Materials provided:
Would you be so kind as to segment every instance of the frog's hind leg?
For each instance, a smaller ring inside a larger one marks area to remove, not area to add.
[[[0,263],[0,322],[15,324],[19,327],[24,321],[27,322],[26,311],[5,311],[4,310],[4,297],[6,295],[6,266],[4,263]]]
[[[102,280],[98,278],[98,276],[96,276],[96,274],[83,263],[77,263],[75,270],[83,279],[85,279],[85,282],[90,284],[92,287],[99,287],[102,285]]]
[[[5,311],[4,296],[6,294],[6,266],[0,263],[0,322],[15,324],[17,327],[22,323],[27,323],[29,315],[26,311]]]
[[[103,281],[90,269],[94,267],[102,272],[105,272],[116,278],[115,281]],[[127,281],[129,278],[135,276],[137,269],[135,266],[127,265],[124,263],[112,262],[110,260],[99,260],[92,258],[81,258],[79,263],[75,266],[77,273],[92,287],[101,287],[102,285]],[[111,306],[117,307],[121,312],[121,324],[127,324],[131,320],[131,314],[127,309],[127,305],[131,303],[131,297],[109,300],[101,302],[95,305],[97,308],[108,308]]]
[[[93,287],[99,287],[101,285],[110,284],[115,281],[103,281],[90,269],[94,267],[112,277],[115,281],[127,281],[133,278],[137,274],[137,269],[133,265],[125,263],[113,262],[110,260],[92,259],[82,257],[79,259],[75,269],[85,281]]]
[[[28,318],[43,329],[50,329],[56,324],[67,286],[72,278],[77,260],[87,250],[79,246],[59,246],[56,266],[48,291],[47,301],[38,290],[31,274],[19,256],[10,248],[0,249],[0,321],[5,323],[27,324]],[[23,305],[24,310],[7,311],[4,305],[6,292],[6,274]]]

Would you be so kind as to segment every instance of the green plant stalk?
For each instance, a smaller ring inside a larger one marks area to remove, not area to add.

...

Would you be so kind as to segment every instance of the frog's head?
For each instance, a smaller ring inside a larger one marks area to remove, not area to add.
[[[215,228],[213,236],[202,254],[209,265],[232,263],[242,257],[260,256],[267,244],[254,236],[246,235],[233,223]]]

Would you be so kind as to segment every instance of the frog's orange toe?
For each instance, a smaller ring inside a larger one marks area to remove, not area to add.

==

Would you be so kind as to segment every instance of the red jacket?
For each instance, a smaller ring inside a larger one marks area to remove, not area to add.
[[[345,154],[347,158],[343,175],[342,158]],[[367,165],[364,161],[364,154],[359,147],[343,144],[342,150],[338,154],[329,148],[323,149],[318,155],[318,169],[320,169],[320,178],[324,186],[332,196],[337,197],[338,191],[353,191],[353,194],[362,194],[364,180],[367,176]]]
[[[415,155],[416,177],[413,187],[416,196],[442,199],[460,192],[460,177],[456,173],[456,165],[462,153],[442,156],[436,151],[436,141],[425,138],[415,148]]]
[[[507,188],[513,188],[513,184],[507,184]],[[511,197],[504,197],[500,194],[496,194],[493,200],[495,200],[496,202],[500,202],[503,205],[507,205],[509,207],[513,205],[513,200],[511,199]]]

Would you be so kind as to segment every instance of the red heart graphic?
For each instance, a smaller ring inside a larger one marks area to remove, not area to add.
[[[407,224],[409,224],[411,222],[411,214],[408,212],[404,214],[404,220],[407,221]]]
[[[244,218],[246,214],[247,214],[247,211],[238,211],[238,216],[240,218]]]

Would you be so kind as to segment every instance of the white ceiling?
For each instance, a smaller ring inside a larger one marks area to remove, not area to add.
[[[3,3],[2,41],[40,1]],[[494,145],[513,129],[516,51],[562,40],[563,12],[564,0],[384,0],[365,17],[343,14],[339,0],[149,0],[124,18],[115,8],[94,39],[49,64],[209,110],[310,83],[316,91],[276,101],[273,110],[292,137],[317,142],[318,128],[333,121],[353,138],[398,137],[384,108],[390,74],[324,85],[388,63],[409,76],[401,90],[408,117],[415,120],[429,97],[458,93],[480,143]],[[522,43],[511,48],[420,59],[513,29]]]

What is required:
A single number is the whole answer: the tally of lines in the entries that hold "segment".

Exercise output:
7